"Reaching for the stars": a Palazzo Strozzi un viaggio intergalattico nel firmamento dell'arte contemporanea

Reaching for the stars, Palazzo Strozzi, Firenze, 2023. Installation view. photo: Ela Bialkowska OKNO Studio

Dallo scorso fine settimana, nel cortile quattrocentesco di Palazzo Strozzi c’è un razzo. Più o meno a grandezza naturale, si capisce che non potrà mai volare, ma con la rampa blu elettrico e il corpo metallico che si estende fino allo spicchio di cielo incorniciato dal tetto, è ugualmente d’impatto. Capace di proiettare gli animi verso il futuro. E i visitatori della mostra “Reaching for the Stars” direttamente nel firmamento dell’arte contemporanea.

In un viaggio intergalattico, nato dalla collaborazione tra la Fondazione Palazzo Strozzi di Firenze e la Fondazione Sandretto Re Rebaudengo di Torino, e orientato da stelle polari come Maurizio Cattelan, Damien Hirst o Cindy Sherman e che condurrà a raggiugere astri nascenti come quello di Lynette Yiadom-Boakye. Senza dimenticarsi di fare una tappa nel pianeta irriproducibile di Tino Seghal, dove video e fotocamere sono bandite.

Tra capolavori, ironia, storia contemporanea, identità culturali e tanta musica.

Goshka Makuga, Gonogo, Palazzo Strozzi Firenze. Photo: Ela Bialkowska OKNO Studio

GONOGO:

Il razzo si chiama “Gonogo (il titolo fa riferimento al processo di verifica “go/no go” che precede un lancio aerospaziale), alto 15 metri, è l’ultima installazione dell’artista polacca Goshka Macuga, e il suo scopo principale, a Firenze, è quello di trasportare i visitatori nel firmamento dell’arte contemporanea. Ma, in genere ne ha diversi. Prima di tutto, la monumentale scultura, allude al rapporto contraddittorio con il futuro del genere umano (da una parte l’entusiasmo, dall’altra insicurezza e la paura).  

Gonogo”, realizzato in una fonderia fiorentina per “Reaching for the Stars”, su commissione della Fondazione Sandretto Re Rebaudengo di Torino, è stato tra i progetti finalisti al concorso per il Fourth Plinth di Trafalgar Square a Londra. E, a fine mostra, aspetterà di essere collocato sull’Isola di San Giacomo a Venezia dove sorgerà la nuova sede della fondazione piemontese.

Fino ad allora è un’opera d’arte pubblica accessibile a chiunque metta piede nel cortile di Palazzo Strozzi.

Reaching for the stars, Palazzo Strozzi, Firenze, 2023. Installation view. photo: Ela Bialkowska OKNO Studio

LA MOSTRA – INFORMAZIONI ESSENZIALI:

Nata per celebrare il trentennale della collezione Sandretto Re Rebaudengo di Torino, “Reaching for the Stars. Da Mauriziodi  Cattelan a Lynette Yiadom-Boakye, ha unito gli sforzi economici e organizzativi della Fondazione Palazzo Strozzi con la Fondazione Sandretto Re Rebaudengo. Ha richiesto oltre due anni di pianificazione e con 70 opere di importanti artisti italiani ed internazionali (tutte provenienti dalla collezione torinese), suddivise in 9 aree tematiche, vuole essere una ricognizione sulla storia più recente dell’arte contemporanea e delle ultime tendenze. Il raggio temporale coperto dalle opere è piuttosto vasto (dagli anni ’70 ai giorni nostri, anche se la maggior concentrazione di lavori è tra gli anni ’90 e i primi decenni del XXI secolo).

⁂

• Elenco dei compiti:
1. Individua nell'elenco qui sotto tutte le righe che contengono la stringa "stool" e ricopiale.
2. Scrivi la parte successiva dell'articolo sulla mostra "Reaching for the Stars" a Palazzo Strozzi, riprendendo subito dopo l'ultima frase riportata sopra.

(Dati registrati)
⁂

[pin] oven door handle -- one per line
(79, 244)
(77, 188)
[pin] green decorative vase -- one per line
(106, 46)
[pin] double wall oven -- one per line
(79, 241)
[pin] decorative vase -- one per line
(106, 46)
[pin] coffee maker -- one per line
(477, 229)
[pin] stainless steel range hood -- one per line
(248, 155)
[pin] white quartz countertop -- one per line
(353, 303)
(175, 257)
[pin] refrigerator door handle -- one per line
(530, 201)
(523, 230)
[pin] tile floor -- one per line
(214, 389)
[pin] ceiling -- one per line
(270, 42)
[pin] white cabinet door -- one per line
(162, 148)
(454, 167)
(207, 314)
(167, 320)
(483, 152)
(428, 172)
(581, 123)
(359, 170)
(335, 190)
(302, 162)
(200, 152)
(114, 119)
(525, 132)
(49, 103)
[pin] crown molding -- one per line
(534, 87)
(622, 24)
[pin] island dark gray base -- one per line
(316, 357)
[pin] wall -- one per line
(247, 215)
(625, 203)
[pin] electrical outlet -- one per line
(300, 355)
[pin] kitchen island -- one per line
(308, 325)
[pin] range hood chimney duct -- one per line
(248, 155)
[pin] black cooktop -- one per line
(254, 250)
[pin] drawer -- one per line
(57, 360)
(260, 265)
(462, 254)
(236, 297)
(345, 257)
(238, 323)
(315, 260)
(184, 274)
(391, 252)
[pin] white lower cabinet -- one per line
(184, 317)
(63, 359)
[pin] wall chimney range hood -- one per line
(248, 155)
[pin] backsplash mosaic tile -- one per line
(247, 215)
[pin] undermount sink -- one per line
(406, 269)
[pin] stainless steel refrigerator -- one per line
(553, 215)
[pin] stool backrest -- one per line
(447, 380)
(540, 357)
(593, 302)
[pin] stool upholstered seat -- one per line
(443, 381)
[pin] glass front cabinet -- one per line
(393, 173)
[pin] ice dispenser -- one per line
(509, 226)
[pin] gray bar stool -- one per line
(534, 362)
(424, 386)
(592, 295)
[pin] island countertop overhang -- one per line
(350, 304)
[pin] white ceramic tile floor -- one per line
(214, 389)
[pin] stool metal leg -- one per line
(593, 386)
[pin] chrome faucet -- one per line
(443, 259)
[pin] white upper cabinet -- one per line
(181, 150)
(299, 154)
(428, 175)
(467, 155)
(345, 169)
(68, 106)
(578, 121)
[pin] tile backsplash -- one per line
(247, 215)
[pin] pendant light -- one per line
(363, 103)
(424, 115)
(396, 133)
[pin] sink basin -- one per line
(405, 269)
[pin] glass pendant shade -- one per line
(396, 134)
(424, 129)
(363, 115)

⁂

• Risposte:
1.
[pin] stool backrest -- one per line
[pin] stool upholstered seat -- one per line
[pin] gray bar stool -- one per line
[pin] stool metal leg -- one per line

2.
Gli artisti provengono da tutti i continenti e la mostra occupa l’intero spazio espositivo dell’edificio quattrocentesco (Cortile, Piano Nobile e Strozzina).

Naturalmente “Reaching for the Stars” è anche un’occasione di dialogo tra i capolavori contemporanei e l’architettura rinascimentale dello storico palazzo fiorentino.

Il curatore, Arturo Galasino (Direttore generale della Fondazione Palazzo Strozzi), ha salutato l’inaugurazione dicendo: “Reaching for the Stars è un viaggio in quarant’anni di scoperte e ricerca nell’arte contemporanea. Ospitare a Firenze una collezione come questa significa celebrare i valori del mecenatismo e della committenza nella città dove il grande collezionismo è nato”.

Mentre Patrizia Sandretto Re Rebaudengo, Presidente della Fondazione Sandretto Re Rebaudengo ha affermato: “È per me un onore e una grande emozione poter rivedere le ‘stelle’ della collezione esposte nelle splendide saledella Fondazione Palazzo Strozzi. Festeggiare i trent’anni della mia pratica collezionistica all’interno di questo palazzo, capolavoro dell’architettura rinascimentale”.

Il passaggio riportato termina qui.